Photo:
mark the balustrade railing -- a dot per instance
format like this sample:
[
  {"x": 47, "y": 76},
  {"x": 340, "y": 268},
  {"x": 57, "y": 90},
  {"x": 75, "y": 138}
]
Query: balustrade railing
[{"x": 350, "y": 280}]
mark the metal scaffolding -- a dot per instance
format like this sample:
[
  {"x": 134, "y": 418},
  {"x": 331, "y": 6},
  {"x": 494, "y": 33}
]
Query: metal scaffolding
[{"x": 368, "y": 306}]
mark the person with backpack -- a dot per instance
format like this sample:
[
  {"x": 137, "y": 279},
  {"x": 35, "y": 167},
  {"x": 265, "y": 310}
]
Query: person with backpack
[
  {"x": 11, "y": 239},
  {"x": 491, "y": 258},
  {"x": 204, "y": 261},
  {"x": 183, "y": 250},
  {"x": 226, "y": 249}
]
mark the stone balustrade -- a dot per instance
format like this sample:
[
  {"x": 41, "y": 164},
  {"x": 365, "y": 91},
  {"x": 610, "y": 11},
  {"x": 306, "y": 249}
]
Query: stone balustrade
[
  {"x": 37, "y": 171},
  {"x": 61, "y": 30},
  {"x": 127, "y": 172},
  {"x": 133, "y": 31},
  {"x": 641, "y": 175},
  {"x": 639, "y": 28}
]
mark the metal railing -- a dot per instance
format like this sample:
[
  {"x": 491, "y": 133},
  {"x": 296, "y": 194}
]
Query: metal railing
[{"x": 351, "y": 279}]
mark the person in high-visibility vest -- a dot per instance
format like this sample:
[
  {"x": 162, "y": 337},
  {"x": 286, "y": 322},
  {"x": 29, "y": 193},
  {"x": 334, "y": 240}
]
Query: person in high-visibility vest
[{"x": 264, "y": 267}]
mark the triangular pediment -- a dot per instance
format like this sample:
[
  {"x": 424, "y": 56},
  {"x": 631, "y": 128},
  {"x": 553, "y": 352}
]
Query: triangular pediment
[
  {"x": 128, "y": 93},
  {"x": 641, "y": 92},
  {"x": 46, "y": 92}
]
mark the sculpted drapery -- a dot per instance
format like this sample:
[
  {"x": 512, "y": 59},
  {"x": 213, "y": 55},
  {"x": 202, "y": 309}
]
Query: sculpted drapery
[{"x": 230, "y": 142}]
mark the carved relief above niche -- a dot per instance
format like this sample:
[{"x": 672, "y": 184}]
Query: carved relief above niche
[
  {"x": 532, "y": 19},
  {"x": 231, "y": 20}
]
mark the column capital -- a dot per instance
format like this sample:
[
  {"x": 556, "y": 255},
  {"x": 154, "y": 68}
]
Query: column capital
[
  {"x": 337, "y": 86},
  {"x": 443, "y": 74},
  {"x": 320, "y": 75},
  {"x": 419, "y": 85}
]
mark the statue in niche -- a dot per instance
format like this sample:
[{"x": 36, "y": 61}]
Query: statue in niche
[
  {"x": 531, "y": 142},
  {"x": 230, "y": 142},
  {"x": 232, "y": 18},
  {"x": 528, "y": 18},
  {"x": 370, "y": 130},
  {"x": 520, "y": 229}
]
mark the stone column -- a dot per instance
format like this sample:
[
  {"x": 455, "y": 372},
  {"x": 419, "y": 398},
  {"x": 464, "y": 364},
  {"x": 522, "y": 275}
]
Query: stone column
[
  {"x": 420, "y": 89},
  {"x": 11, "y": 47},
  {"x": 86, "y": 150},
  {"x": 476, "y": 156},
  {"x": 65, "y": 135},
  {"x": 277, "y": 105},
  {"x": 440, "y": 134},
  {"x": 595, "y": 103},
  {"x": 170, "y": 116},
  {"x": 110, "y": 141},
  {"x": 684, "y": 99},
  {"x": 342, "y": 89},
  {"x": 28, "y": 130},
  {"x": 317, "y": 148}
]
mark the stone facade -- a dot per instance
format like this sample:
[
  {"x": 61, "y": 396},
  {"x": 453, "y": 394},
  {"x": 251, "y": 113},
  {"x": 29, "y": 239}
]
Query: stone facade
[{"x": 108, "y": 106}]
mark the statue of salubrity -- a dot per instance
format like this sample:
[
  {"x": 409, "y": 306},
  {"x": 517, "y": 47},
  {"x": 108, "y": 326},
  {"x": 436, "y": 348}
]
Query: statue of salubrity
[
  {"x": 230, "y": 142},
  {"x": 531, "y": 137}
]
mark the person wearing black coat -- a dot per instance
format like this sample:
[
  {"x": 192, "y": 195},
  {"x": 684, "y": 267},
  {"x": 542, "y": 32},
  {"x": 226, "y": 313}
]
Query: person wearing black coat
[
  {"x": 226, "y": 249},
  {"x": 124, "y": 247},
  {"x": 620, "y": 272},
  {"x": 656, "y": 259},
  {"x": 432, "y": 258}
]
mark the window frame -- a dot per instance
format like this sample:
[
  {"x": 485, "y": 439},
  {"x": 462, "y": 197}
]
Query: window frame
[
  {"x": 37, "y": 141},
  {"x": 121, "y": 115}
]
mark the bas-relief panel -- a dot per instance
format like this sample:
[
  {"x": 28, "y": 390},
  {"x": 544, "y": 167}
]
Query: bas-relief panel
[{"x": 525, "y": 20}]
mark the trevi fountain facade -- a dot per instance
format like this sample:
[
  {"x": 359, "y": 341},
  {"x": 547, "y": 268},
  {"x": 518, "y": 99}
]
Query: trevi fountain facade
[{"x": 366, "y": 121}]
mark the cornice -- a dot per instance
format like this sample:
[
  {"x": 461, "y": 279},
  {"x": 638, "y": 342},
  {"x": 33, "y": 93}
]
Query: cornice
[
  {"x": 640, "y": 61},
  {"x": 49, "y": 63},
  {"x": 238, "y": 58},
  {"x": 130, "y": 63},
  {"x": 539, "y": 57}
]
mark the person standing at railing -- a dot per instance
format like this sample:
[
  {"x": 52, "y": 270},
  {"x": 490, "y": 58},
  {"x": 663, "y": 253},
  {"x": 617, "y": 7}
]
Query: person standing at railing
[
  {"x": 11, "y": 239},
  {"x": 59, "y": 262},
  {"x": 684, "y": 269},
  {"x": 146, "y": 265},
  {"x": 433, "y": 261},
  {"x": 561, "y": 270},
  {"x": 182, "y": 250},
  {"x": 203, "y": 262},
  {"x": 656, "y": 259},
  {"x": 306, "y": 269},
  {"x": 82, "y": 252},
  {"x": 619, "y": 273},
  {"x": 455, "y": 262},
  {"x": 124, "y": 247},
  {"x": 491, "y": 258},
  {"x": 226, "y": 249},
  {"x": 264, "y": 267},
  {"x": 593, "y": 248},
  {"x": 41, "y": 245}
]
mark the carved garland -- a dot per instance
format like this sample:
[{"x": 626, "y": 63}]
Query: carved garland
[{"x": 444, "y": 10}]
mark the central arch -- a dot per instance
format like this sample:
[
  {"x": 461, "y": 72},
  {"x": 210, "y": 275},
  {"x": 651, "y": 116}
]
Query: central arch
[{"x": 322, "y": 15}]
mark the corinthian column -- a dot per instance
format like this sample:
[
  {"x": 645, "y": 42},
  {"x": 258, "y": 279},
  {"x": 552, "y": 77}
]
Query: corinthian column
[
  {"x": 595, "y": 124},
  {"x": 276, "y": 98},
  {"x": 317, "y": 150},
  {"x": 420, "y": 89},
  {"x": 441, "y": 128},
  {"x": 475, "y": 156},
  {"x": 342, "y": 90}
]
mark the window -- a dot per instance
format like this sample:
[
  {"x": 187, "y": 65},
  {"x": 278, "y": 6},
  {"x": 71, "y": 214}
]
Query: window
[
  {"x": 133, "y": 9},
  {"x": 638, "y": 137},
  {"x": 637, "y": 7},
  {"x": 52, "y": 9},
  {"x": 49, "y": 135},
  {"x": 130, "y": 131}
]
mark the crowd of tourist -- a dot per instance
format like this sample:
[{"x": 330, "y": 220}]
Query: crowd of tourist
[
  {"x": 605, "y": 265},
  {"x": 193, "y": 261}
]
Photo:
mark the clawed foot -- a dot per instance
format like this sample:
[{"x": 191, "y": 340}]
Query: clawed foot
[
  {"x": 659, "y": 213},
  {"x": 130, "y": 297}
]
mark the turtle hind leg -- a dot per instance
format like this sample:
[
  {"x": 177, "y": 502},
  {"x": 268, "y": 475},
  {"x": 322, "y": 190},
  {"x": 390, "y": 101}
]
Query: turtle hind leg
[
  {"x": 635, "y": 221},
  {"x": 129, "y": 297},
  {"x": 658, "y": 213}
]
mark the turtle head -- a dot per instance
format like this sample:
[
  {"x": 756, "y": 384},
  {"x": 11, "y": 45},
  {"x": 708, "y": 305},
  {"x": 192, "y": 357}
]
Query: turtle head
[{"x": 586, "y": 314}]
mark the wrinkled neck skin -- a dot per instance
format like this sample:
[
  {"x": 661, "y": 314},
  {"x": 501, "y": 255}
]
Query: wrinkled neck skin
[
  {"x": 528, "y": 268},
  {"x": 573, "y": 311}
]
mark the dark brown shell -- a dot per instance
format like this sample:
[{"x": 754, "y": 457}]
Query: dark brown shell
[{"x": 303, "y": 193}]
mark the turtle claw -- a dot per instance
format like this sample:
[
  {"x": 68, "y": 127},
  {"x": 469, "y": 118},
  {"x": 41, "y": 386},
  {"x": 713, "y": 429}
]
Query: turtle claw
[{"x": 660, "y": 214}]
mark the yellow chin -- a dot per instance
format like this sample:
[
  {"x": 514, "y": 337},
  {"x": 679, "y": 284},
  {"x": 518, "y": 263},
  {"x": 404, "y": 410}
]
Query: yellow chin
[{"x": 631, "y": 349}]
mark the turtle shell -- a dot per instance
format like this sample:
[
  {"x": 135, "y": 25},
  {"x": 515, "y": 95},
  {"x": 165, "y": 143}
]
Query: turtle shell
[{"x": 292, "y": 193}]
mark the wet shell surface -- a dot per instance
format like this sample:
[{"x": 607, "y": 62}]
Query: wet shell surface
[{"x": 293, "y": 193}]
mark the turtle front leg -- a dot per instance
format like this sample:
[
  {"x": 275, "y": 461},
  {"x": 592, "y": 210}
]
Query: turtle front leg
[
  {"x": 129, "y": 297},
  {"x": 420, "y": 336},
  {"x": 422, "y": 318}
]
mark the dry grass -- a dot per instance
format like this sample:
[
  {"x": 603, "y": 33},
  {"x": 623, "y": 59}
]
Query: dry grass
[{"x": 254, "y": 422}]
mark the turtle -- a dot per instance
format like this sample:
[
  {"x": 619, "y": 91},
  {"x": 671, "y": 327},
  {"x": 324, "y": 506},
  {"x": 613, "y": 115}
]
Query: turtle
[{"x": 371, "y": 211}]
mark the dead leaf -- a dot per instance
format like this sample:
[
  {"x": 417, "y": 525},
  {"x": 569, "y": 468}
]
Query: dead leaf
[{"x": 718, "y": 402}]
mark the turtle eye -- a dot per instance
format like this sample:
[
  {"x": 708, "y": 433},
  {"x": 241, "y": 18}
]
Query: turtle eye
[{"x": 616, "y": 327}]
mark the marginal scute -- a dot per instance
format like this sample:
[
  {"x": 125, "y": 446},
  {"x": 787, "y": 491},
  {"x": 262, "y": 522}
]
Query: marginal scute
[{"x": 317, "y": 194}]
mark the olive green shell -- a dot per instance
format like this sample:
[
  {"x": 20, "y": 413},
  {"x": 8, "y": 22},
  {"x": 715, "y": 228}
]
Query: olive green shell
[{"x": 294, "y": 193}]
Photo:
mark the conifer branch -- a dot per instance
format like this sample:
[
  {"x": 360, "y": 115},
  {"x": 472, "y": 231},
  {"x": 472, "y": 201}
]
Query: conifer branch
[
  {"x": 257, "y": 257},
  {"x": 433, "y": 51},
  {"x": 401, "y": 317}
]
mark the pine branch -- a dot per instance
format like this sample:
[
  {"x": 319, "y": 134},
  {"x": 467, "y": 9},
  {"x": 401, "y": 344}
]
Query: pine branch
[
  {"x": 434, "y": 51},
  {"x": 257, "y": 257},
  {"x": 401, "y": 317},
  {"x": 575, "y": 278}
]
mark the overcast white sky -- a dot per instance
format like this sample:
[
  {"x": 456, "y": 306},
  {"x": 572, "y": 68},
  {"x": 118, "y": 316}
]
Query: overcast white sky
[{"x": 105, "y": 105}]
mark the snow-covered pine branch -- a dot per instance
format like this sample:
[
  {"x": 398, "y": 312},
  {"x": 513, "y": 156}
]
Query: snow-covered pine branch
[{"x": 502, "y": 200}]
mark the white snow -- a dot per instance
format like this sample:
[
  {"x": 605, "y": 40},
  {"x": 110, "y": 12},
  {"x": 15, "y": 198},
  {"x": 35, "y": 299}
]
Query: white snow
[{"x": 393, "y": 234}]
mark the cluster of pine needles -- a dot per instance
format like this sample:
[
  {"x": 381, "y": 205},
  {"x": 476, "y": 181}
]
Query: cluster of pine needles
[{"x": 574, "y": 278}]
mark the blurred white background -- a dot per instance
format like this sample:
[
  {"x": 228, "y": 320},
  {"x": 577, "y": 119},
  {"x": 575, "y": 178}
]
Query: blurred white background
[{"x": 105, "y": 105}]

################

Render the lines as a JSON list of strings, one string per line and with blank lines omitted, starting at the line that contains "mark the overcast" and ending with the final line.

[
  "mark the overcast white sky -- a dot per instance",
  "format like this sample:",
  "[",
  "  {\"x\": 456, \"y\": 306},",
  "  {\"x\": 572, \"y\": 68},",
  "  {\"x\": 118, \"y\": 316}",
  "]",
  "Query: overcast white sky",
  "[{\"x\": 105, \"y\": 105}]",
  "mark the snow-covered pine branch -- a dot per instance",
  "format like this sample:",
  "[",
  "  {\"x\": 398, \"y\": 312},",
  "  {\"x\": 513, \"y\": 156}",
  "]",
  "Query: snow-covered pine branch",
  "[{\"x\": 502, \"y\": 200}]",
  "mark the white snow -- a dot per instance",
  "format like this sample:",
  "[",
  "  {\"x\": 605, \"y\": 40},",
  "  {\"x\": 110, \"y\": 12},",
  "  {\"x\": 15, \"y\": 198},",
  "  {\"x\": 35, \"y\": 299}",
  "]",
  "Query: white snow",
  "[{\"x\": 393, \"y\": 234}]",
  "mark the cluster of pine needles -- a dot per instance",
  "format like this sample:",
  "[",
  "  {\"x\": 381, \"y\": 205},",
  "  {\"x\": 476, \"y\": 181}",
  "]",
  "Query: cluster of pine needles",
  "[{\"x\": 574, \"y\": 278}]",
  "mark the blurred white background -- a dot per instance",
  "format like this sample:",
  "[",
  "  {\"x\": 228, \"y\": 320},",
  "  {\"x\": 577, \"y\": 119},",
  "  {\"x\": 575, \"y\": 178}",
  "]",
  "Query: blurred white background",
  "[{\"x\": 105, \"y\": 105}]"
]